▸ **LISTED ENTRIES**
|---|

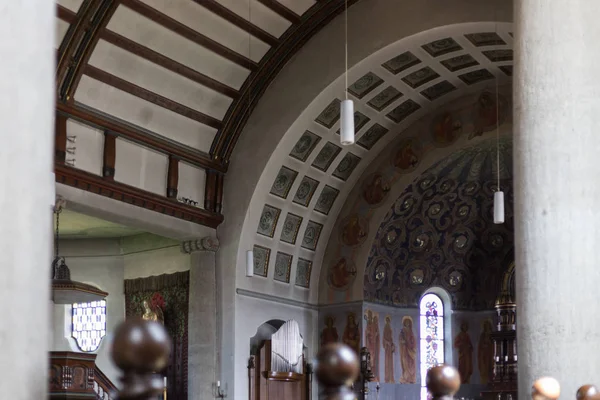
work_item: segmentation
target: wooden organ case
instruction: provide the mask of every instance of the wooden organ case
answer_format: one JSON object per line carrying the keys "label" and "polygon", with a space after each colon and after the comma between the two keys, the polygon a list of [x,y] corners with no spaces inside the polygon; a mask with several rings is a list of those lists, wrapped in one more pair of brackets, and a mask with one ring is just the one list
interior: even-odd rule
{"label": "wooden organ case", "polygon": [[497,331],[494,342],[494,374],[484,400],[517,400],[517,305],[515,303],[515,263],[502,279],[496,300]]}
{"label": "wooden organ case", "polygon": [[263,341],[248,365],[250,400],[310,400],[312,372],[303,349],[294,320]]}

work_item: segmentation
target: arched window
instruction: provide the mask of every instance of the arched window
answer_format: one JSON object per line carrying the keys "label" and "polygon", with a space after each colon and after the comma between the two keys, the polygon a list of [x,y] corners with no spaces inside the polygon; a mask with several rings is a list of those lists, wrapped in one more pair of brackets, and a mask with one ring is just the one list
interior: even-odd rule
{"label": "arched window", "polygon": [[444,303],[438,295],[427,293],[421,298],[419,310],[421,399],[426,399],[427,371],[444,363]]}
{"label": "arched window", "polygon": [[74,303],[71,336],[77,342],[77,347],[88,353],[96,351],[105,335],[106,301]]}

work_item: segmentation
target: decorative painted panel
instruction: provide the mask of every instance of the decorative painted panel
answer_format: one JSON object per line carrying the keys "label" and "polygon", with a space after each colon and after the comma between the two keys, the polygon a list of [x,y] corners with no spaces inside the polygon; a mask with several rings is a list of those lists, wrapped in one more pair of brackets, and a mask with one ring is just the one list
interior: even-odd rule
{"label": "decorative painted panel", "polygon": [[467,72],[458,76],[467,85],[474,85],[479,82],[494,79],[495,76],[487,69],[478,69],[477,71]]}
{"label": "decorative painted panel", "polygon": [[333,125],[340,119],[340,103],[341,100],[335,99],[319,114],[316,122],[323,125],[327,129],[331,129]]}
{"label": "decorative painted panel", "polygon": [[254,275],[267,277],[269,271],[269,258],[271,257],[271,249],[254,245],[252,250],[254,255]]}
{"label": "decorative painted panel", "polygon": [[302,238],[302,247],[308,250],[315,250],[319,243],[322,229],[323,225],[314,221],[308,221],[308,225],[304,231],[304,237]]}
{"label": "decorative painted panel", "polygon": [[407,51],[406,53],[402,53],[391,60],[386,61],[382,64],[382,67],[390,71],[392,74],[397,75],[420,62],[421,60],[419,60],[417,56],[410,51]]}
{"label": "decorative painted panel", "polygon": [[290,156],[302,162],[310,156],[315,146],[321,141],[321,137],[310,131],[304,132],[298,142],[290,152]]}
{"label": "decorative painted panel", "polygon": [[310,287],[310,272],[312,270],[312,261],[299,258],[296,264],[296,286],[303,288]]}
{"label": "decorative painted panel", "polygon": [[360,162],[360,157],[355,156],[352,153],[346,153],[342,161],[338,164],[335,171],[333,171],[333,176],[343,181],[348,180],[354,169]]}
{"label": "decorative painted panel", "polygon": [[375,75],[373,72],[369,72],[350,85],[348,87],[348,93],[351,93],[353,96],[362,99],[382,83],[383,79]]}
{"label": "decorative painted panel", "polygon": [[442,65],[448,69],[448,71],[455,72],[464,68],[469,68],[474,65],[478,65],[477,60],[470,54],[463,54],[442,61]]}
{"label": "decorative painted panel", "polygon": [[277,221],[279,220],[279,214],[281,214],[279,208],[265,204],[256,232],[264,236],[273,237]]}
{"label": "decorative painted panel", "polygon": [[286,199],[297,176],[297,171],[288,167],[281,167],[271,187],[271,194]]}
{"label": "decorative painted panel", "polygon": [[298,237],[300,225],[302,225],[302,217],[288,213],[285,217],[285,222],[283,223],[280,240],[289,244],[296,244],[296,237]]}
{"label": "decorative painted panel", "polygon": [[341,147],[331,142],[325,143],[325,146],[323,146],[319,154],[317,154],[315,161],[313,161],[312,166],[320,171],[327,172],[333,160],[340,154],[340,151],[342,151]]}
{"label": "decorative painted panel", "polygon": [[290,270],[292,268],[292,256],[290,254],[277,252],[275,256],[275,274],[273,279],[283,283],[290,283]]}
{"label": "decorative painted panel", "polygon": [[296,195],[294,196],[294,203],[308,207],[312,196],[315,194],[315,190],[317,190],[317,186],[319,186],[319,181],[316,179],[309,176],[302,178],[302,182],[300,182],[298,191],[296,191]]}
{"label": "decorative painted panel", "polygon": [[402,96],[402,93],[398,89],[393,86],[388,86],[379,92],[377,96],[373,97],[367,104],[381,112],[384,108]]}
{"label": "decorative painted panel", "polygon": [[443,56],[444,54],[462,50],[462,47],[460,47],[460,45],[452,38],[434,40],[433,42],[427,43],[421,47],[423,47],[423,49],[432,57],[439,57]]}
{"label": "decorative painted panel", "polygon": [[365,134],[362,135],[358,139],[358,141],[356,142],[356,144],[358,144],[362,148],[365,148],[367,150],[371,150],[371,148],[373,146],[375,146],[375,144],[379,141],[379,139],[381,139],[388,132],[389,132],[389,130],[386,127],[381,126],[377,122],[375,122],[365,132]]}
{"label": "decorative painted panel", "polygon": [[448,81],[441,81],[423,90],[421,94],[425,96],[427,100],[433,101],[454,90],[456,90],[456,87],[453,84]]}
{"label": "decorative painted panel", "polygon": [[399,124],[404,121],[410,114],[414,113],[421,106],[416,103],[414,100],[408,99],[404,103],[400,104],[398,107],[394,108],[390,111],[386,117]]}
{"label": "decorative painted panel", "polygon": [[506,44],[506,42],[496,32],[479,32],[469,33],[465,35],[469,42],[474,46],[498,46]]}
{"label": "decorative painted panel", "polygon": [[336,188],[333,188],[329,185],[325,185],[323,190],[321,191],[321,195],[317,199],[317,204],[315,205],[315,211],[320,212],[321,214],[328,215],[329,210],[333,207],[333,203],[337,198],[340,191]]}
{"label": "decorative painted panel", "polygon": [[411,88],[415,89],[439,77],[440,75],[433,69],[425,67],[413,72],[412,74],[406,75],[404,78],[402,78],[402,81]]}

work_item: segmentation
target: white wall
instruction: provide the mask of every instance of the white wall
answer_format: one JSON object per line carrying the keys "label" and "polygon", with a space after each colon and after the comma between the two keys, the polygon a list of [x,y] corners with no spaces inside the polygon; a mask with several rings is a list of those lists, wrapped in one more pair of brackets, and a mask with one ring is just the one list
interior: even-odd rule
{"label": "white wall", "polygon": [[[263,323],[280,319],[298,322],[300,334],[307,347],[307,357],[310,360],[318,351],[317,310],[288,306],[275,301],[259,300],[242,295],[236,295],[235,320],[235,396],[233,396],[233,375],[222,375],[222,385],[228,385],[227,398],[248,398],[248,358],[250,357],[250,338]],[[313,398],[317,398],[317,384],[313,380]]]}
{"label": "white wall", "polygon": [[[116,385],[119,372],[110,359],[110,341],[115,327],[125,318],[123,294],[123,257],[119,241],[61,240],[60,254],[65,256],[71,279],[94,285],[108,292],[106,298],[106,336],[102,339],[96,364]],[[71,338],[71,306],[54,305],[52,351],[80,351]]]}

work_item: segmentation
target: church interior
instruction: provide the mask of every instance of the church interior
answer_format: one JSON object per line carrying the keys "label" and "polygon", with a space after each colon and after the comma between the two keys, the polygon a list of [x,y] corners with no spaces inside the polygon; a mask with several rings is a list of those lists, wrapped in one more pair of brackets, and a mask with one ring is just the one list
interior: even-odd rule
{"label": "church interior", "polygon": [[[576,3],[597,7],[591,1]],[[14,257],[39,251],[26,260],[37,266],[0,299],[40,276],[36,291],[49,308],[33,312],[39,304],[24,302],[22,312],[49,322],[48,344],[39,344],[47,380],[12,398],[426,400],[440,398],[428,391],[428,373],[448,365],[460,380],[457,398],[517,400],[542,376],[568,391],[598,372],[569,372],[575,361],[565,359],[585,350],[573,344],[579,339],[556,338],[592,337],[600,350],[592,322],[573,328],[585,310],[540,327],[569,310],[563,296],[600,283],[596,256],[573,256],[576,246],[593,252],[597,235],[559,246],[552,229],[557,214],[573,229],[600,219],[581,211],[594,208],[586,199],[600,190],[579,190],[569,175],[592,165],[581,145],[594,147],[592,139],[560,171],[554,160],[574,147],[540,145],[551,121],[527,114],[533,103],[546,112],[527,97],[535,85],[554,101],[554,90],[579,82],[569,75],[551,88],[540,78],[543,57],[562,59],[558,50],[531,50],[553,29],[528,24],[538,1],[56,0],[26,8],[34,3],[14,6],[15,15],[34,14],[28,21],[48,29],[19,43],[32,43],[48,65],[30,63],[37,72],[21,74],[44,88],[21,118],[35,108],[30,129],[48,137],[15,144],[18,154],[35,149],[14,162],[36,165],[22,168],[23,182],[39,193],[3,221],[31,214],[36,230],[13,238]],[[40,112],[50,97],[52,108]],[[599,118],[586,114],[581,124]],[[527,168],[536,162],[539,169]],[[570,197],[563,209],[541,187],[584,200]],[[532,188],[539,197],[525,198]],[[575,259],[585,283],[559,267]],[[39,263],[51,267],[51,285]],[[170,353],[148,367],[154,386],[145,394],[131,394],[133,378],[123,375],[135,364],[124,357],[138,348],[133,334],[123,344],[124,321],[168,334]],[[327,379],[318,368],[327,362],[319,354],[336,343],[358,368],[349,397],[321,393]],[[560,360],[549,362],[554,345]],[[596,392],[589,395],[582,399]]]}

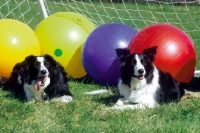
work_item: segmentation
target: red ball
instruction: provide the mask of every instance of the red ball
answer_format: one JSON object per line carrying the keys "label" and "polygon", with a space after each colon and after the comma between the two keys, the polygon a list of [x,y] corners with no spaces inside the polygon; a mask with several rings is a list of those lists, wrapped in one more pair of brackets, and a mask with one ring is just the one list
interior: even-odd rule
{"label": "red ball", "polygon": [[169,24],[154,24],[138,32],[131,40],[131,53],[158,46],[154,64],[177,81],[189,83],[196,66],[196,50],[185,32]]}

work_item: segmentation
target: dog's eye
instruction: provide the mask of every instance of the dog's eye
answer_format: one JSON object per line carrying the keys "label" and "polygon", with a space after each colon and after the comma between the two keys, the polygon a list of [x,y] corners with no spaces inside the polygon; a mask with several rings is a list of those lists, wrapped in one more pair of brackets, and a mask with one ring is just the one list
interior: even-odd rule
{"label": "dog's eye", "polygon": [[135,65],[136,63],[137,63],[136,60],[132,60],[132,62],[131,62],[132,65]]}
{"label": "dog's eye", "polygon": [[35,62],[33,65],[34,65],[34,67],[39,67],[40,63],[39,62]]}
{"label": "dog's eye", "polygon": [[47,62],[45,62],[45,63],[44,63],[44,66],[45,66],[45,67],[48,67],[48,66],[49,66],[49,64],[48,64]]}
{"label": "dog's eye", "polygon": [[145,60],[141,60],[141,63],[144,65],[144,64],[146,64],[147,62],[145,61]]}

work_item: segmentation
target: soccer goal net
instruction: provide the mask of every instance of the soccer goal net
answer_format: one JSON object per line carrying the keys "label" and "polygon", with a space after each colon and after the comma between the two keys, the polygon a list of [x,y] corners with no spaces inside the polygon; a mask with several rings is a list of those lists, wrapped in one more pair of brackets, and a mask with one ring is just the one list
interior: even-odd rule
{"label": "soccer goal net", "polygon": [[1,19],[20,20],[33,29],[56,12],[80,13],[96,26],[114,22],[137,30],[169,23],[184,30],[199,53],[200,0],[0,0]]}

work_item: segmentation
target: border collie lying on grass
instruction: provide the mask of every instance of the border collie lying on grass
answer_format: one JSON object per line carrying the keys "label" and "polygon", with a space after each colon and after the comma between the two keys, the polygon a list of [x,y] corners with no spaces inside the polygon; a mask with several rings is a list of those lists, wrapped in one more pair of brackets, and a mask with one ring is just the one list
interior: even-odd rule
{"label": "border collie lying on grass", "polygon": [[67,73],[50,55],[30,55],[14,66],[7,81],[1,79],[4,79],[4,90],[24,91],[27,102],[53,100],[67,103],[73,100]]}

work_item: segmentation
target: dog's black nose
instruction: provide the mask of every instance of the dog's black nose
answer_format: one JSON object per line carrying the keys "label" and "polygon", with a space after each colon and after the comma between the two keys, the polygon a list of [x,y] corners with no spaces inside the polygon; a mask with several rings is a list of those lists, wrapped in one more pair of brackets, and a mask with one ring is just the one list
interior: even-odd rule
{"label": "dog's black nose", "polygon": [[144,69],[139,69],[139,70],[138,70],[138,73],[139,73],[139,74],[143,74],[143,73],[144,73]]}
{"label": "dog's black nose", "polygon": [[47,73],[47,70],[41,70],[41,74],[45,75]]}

|---|

▸ **REQUIRED TASK**
Put everything from the start of the rows down to the line containing "instruction: provide the mask of every instance of the wooden" into a JSON list of strings, one string per line, with blank lines and pictures omitted.

▸ **FULL ANSWER**
[
  "work_item: segmentation",
  "target: wooden organ case",
  "instruction: provide the mask of every instance of the wooden organ case"
]